++++ INPUT MATERIAL ++++

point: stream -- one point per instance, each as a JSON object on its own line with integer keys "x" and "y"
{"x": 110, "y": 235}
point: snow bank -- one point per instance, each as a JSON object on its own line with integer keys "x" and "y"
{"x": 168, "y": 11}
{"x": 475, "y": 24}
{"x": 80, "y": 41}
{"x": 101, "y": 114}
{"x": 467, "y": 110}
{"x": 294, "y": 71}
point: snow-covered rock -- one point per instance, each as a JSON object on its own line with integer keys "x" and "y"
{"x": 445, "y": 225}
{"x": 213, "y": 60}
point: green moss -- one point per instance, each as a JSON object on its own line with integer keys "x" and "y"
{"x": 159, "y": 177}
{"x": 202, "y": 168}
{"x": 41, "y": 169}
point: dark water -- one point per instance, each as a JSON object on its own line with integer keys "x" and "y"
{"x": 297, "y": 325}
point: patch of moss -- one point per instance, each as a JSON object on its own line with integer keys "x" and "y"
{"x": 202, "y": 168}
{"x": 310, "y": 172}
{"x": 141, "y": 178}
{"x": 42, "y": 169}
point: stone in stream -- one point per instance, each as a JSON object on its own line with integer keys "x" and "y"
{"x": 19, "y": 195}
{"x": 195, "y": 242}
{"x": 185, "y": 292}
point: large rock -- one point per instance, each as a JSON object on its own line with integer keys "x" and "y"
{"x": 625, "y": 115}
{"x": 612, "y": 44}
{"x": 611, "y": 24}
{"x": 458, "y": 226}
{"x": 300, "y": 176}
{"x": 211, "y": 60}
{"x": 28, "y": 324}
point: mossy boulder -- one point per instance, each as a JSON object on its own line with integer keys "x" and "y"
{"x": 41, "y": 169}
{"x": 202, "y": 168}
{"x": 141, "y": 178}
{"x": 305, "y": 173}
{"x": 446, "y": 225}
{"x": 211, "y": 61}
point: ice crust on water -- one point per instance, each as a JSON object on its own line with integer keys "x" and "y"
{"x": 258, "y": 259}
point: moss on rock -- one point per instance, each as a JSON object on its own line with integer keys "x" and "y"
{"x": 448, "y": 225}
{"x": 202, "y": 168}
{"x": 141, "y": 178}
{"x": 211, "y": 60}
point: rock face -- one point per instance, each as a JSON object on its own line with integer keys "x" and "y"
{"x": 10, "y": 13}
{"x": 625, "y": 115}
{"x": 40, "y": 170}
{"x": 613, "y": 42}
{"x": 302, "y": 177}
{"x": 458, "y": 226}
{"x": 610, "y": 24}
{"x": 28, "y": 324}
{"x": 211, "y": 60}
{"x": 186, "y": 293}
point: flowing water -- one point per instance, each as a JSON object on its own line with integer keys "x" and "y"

++++

• _EXERCISE DESCRIPTION_: Please copy all of the records above without changing anything.

• _EXERCISE OUTPUT_:
point: stream -- one point per instance, each as a JSON object on its own line with integer keys "x" and "y"
{"x": 110, "y": 235}
point: snow bank -- one point per instance, each as a JSON object on its own line with integer keys "x" and "y"
{"x": 168, "y": 11}
{"x": 475, "y": 24}
{"x": 80, "y": 41}
{"x": 101, "y": 114}
{"x": 467, "y": 110}
{"x": 294, "y": 71}
point: snow-covered rock -- one point per instance, each as a JSON object on its own line with integer keys "x" and "y"
{"x": 445, "y": 225}
{"x": 213, "y": 60}
point: green moss -- one point per instance, each as a JSON object on its own line with integer keys "x" and "y"
{"x": 159, "y": 177}
{"x": 202, "y": 168}
{"x": 41, "y": 169}
point: dark water -- one point per instance, each as a JSON object on its own line with integer keys "x" and "y"
{"x": 297, "y": 325}
point: patch of moss -- one point per instance, each as a JSON object on its own line with integer keys "x" and "y"
{"x": 202, "y": 168}
{"x": 310, "y": 172}
{"x": 141, "y": 178}
{"x": 42, "y": 169}
point: stone in stream -- one point per instance, each as a JSON object on its own line with integer keys "x" and "y"
{"x": 19, "y": 195}
{"x": 195, "y": 242}
{"x": 185, "y": 292}
point: large rock -- one point per instance, each as a JSON object on its own line with integer keys "x" and "y"
{"x": 625, "y": 115}
{"x": 612, "y": 44}
{"x": 611, "y": 24}
{"x": 458, "y": 226}
{"x": 300, "y": 176}
{"x": 211, "y": 60}
{"x": 28, "y": 324}
point: mossy boulder -- one point per instance, each as a JSON object on its own line with integer keys "x" and "y"
{"x": 41, "y": 169}
{"x": 202, "y": 168}
{"x": 141, "y": 178}
{"x": 305, "y": 173}
{"x": 446, "y": 225}
{"x": 211, "y": 61}
point: ice crust on water -- one point per instance, each as a JSON object on its own line with integer keys "x" and "y"
{"x": 258, "y": 259}
point: moss on rock -- one point per instance, each as a JSON object on its own line with integer keys "x" and "y"
{"x": 448, "y": 225}
{"x": 202, "y": 168}
{"x": 141, "y": 178}
{"x": 211, "y": 60}
point: rock face -- one point per instance, each as a JSON object on its own line with integer keys "x" and "y"
{"x": 10, "y": 13}
{"x": 625, "y": 115}
{"x": 40, "y": 170}
{"x": 613, "y": 42}
{"x": 302, "y": 177}
{"x": 458, "y": 226}
{"x": 610, "y": 24}
{"x": 28, "y": 324}
{"x": 211, "y": 60}
{"x": 186, "y": 293}
point: flowing water -- one point per instance, each as a JSON object on its own line with integer keys "x" and "y"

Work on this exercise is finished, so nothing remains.